__TEXTE EXTRAIT__
********************

PLUS HAUT QUE LES FLAMMES
Monique LeBlanc  |  Canada  |  2019  |  104 minutes  |  FIFA Compétition

La pratique de la cinéaste acadienne Monique LeBlanc a l’habitude de se mettre à l’écoute d’autres formes d’arts : on pense par exemple à son documentaire sur le peintre Roméo Savoie (Roméo Savoie — La peinture au corps, 2011). Dans son dernier film, Plus haut que les flammes, c’est à l’arithmétique délicate que doit prendre la forme cinématographique pour s’adapter au genre poétique que s’arrête la cinéaste. LeBlanc y a travaillé à transposer le recueil du même titre de l’écrivaine québécoise Louise Dupré, publié en 2010. Ni tout à fait vidéopoème, ni documentaire à proprement parler, ni absolument film d’art, Plus haut que les flammes choisit de traverser ces catégories sans s’asseoir durablement dans aucune. Les genres utilisés se succèdent plutôt, s’agencent les uns aux autres, se répondent, emportés par le mouvement du souffle vital qu’incarne la poétique du film. Délicate et rémanente, la poésie de Dupré s’imprime dans le travail de LeBlanc qui acquiesce à la contagion générique avec félicité. D’abord, le travail poétique de Dupré s’entend : le film est traversé par la voix jamais surjouante ou faussement emportée de Violette Chaveau qui narre les poèmes de Dupré. Et il me semble que la justesse de cette voix, qui sait ne pas s’empêtrer de pathos alors que pourtant elle porte des thèmes graves, est à l’image de l’harmonie du film. En effet, l’hétérogénéité formelle aurait pu donner l’impression d’un imbroglio : or, il n’en est rien. Travaillé avec précision, Plus haut que les flammes est un film traversé par une lumière autant matérielle — celle, tropicale du soleil d’été ou celle de la neige éclatante de l’hiver —  que symbolique.

********************

(Entrées d'un jeu de données)

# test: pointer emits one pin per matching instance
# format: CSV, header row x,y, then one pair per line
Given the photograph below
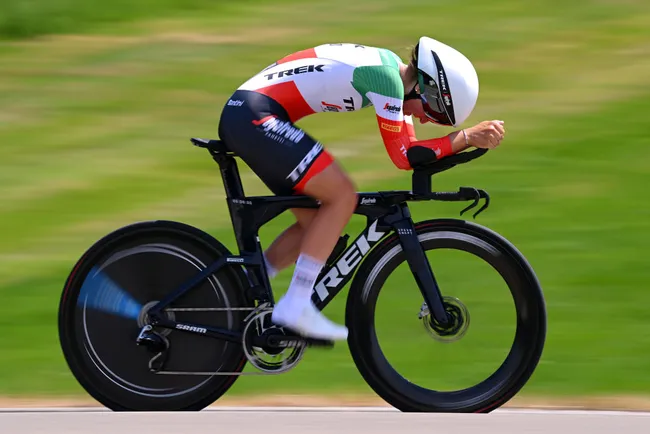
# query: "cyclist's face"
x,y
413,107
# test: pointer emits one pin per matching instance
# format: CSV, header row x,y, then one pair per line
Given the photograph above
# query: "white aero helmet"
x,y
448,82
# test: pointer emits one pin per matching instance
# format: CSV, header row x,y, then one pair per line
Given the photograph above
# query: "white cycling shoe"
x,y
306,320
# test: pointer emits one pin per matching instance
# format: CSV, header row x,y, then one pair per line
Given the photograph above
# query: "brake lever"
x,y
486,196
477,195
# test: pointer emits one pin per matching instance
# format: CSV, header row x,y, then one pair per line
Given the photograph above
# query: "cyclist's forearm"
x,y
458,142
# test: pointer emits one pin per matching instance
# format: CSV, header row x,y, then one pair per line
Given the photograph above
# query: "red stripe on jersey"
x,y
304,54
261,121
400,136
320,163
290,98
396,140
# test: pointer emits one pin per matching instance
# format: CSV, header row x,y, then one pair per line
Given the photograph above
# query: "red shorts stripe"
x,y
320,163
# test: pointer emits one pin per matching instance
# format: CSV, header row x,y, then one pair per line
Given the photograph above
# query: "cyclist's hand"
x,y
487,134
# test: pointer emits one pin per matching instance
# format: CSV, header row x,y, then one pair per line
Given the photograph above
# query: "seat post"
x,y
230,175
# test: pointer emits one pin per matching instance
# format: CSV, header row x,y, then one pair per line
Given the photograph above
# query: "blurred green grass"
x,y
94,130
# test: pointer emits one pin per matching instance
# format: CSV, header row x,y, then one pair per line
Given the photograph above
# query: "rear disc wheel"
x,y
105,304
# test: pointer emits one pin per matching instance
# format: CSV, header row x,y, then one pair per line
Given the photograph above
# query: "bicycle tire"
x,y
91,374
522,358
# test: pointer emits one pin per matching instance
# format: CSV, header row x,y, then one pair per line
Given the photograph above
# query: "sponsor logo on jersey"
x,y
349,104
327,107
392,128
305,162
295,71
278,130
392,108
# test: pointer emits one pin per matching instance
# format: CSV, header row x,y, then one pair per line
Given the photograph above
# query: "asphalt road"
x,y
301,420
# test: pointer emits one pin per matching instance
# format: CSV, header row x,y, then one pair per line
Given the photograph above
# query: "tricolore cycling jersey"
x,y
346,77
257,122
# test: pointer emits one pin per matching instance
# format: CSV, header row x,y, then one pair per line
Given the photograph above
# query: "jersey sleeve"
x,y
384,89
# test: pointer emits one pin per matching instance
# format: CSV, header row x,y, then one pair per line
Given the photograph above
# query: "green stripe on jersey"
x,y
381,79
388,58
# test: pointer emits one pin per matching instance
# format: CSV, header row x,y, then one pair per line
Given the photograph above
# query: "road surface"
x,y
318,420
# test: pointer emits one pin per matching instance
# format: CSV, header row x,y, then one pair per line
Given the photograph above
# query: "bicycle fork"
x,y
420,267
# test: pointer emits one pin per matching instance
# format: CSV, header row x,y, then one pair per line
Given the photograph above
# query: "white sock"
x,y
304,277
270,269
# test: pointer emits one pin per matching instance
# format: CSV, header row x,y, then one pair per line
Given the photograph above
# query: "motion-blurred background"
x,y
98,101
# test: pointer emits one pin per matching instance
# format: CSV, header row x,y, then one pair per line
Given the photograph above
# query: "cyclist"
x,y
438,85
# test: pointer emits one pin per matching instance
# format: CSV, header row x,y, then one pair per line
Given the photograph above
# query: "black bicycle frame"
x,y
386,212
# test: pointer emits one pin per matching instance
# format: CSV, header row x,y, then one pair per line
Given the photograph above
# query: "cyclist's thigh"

********************

__TRAVAIL À FAIRE__
**a.** Répondez aux questions suivantes sur la critique du film Plus haut que les flammes.
(i) Quel peintre Monique LeBlanc a-t-elle filmé dans un documentaire de 2011 ?
(ii) Quelle écrivaine a signé le recueil adapté par le film, et en quelle année ce recueil est-il paru ?
(iii) Qui prête sa voix aux poèmes dans le film ?
**b.** Poursuivez la critique du film Plus haut que les flammes à partir de sa dernière phrase.
Ces enregistrements proviennent d'une autre source.

__RÉSULTATS DE L'EXERCICE__
**a.**
(i) Roméo Savoie.
(ii) Louise Dupré, en 2010.
(iii) Violette Chaveau.

**b.**
C’est un vrai travail de funambule auquel s’exerce LeBlanc, qui juxtapose avec finesse des images d’archives d’Auschwitz, d’autres tirées de scènes tournées en Louisiane, au Nicaragua et en Ukraine, où la caméra accompagne le quotidien de familles où les parents ne peuvent plus prendre soin de leurs enfants. À cela s’additionnent de nombreuses images de nature, présentées au travers d’effet de ralentissement et d’accélération. Loin d’être réduite à une volonté de sublimation, bien que plusieurs images de fleurs, de soleil, d’étendues d’eau ont à voir avec une certaine forme de grâce, c’est plutôt à tous les paradigmes du vivant qu’appellent ces images et non uniquement à une transcendance par le sublime. Par exemple, des plans montrent fourmis vivantes s’agitant au sol, d’autres, des libellules mortes dans une maison vide. D’autres plans exposent des fleurs tropicales puis un zoom sur des asticots grouillant sur la dépouille d’un cheval. Entre grâce et abjection, la nature que donne à voir Plus haut que les flammes est à l’image même des poèmes de Dupré, qui demandent comment continuer à vivre en perpétuant le souvenir des enfants juifs assassinés tout s’occupant aujourd’hui d’autres enfants, en les langeant, les sermonnant, les aimant. Le travail de Dupré, auquel répond LeBlanc est ainsi celui du tissage, voulant lier beauté et horreur. En effet, il y sans doute autant de cruauté que d’amour dans le travail de LeBlanc, où on voit un garçonnet déguisé en superhéros parler de sa mère décédée qui ne revient pas malgré ses prières, où une autre scène montre une grand-mère éclater en sanglot devant les photos de son fils et de sa belle-fille morts dans un accident. Naviguant entre la responsabilité qui échoie dans le cadre de l’intime, où des grands-mères doivent désormais prendre le rôle des parents et dans le collectif, où tous les humains doivent composer avec le poids de la Shoah, Plus haut que les flammes de Monique LeBlanc montre la nature comme étant exemplaire de ce qui déroule aussi chez les humains. Ni pansement ni remède, la nature comme la poésie, la famille comme les génocides chez LeBlanc s’enchaînent dans une écologie sans hiérarchie, où le cycle du vivant s’incarne dans la préciosité du lien que l’on cultive malgré tout, dans une empathie qui ne nie pas le désastre. (Chloé Savoie-Bernard)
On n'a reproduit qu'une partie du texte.